### YOUR TASK
Reproduce the records below verbatim, from the line containing "For this dataset, tag each instance of the woman's hand" through the final line of the records.

### DATA TO PROCESS
"""
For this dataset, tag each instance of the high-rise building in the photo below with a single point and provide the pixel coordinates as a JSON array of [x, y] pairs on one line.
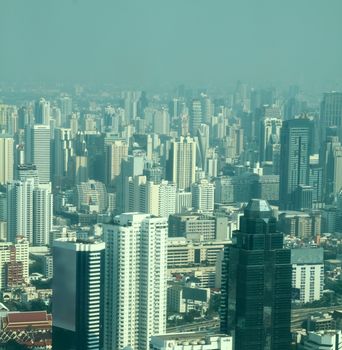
[[181, 166], [270, 136], [63, 153], [294, 159], [116, 153], [331, 112], [203, 145], [203, 195], [307, 274], [195, 116], [256, 283], [28, 171], [6, 159], [42, 112], [328, 340], [20, 210], [16, 252], [135, 280], [331, 162], [37, 150], [42, 216], [78, 294], [91, 196], [66, 109]]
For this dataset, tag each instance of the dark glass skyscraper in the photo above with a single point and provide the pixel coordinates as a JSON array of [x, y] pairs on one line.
[[78, 294], [294, 159], [256, 283]]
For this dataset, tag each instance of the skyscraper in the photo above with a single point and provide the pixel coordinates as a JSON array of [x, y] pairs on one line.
[[116, 153], [6, 159], [37, 150], [28, 171], [20, 210], [331, 162], [42, 216], [135, 280], [331, 112], [42, 112], [203, 195], [78, 291], [294, 159], [63, 153], [182, 162], [270, 136], [256, 283], [195, 116]]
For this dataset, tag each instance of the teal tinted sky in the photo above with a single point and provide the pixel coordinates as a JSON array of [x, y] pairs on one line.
[[156, 42]]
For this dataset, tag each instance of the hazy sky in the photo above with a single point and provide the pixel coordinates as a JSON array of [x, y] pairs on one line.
[[134, 42]]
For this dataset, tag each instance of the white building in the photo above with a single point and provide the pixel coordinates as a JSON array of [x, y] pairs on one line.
[[327, 340], [181, 166], [21, 248], [135, 280], [192, 340], [307, 273], [37, 150], [203, 195], [6, 159], [183, 201], [167, 199], [20, 210], [42, 216]]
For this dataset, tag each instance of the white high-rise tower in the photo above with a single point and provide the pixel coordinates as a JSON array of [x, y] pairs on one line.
[[6, 159], [135, 288], [20, 210], [37, 150]]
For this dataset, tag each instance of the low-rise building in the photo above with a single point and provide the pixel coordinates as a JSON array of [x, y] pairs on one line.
[[192, 340]]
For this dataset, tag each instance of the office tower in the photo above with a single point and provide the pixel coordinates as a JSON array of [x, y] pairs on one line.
[[181, 165], [153, 173], [20, 210], [316, 182], [37, 150], [167, 199], [42, 112], [195, 116], [6, 159], [28, 171], [207, 108], [303, 197], [203, 195], [331, 113], [16, 252], [183, 201], [294, 159], [331, 162], [66, 110], [63, 154], [161, 122], [198, 340], [256, 283], [135, 281], [78, 294], [307, 274], [42, 216], [270, 136], [203, 133], [116, 153], [91, 196], [134, 164]]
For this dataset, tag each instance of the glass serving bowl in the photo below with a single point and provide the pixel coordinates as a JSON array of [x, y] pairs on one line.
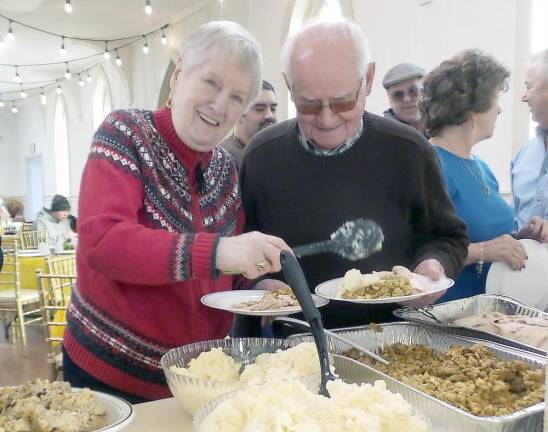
[[193, 393]]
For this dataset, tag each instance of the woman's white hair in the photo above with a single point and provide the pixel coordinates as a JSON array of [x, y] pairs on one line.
[[228, 39], [539, 62], [344, 27]]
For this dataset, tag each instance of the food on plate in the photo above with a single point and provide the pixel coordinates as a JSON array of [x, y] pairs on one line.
[[471, 378], [39, 405], [290, 406], [528, 330], [396, 283], [277, 299], [214, 373]]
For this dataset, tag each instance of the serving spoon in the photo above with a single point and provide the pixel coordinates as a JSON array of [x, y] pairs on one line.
[[353, 240]]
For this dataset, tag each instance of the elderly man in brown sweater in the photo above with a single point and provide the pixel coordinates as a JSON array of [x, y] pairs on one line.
[[302, 178]]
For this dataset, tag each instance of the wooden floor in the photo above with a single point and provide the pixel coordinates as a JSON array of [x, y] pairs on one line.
[[14, 367]]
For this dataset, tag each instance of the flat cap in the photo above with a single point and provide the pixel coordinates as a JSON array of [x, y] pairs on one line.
[[402, 72]]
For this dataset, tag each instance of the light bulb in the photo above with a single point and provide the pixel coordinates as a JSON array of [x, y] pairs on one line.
[[62, 50], [17, 77], [10, 36]]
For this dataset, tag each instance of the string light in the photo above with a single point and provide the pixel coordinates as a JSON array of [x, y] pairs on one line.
[[148, 7], [17, 77], [118, 59], [10, 36], [106, 54], [68, 75], [62, 50], [164, 39]]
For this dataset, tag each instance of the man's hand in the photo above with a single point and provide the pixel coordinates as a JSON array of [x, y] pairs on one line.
[[434, 270]]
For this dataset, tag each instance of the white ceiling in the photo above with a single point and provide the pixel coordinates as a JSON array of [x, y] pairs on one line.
[[95, 19]]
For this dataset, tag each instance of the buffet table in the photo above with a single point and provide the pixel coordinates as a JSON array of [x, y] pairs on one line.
[[164, 415]]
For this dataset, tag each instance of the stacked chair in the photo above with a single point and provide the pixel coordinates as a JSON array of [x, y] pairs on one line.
[[55, 289], [18, 307]]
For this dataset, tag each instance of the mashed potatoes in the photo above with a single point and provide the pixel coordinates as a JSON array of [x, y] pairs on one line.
[[214, 373], [289, 406]]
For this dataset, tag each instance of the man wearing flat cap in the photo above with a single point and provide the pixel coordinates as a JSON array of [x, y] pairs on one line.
[[403, 87], [55, 221]]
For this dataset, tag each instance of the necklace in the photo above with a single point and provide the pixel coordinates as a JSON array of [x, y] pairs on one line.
[[481, 180]]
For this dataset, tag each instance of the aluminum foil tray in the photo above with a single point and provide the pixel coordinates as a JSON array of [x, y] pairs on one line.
[[441, 315], [440, 415]]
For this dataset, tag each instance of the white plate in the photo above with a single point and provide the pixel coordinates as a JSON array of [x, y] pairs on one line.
[[226, 300], [529, 285], [330, 290], [119, 412]]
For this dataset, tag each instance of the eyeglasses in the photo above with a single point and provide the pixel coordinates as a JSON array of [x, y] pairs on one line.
[[413, 92], [315, 107]]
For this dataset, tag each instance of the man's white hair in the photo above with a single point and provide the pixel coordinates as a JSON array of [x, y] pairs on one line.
[[227, 39], [327, 29]]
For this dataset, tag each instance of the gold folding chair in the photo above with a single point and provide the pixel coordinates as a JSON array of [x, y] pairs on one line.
[[31, 239], [55, 292], [16, 303], [61, 264], [27, 226]]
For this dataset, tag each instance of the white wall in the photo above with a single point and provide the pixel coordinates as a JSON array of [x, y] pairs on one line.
[[398, 30]]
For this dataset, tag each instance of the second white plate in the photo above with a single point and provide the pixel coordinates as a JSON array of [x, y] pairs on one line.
[[226, 300], [330, 290]]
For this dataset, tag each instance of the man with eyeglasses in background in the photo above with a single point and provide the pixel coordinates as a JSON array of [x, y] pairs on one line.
[[260, 115], [303, 178], [403, 85]]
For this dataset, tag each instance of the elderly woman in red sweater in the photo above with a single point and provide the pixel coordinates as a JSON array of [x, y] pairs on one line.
[[160, 222]]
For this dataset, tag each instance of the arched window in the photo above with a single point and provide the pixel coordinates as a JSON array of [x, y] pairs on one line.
[[539, 37], [102, 102], [62, 168], [328, 10]]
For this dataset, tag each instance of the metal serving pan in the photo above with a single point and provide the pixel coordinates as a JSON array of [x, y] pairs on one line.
[[440, 415], [441, 315]]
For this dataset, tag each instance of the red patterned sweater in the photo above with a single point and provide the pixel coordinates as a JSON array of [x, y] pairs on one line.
[[148, 231]]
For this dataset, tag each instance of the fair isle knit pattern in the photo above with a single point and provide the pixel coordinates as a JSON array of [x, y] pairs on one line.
[[130, 141], [140, 357]]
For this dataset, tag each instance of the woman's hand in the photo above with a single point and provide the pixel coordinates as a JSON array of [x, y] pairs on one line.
[[536, 229], [505, 248], [252, 254]]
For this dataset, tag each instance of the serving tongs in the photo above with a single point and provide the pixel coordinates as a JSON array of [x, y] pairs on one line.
[[295, 279], [305, 326]]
"""
### EXERCISE RESPONSE
For this dataset, tag each instance of the woman's hand in the photo above with a single point and provide the pixel coordinates as a JSON array of [x, y] pairs on one line.
[[536, 229], [505, 248], [252, 254]]
For this dataset, tag each instance of the serving tongs in the photo above with a single point and provide the pixel coordinates as a JSON array of [x, y] pairs on one line.
[[295, 279], [305, 326]]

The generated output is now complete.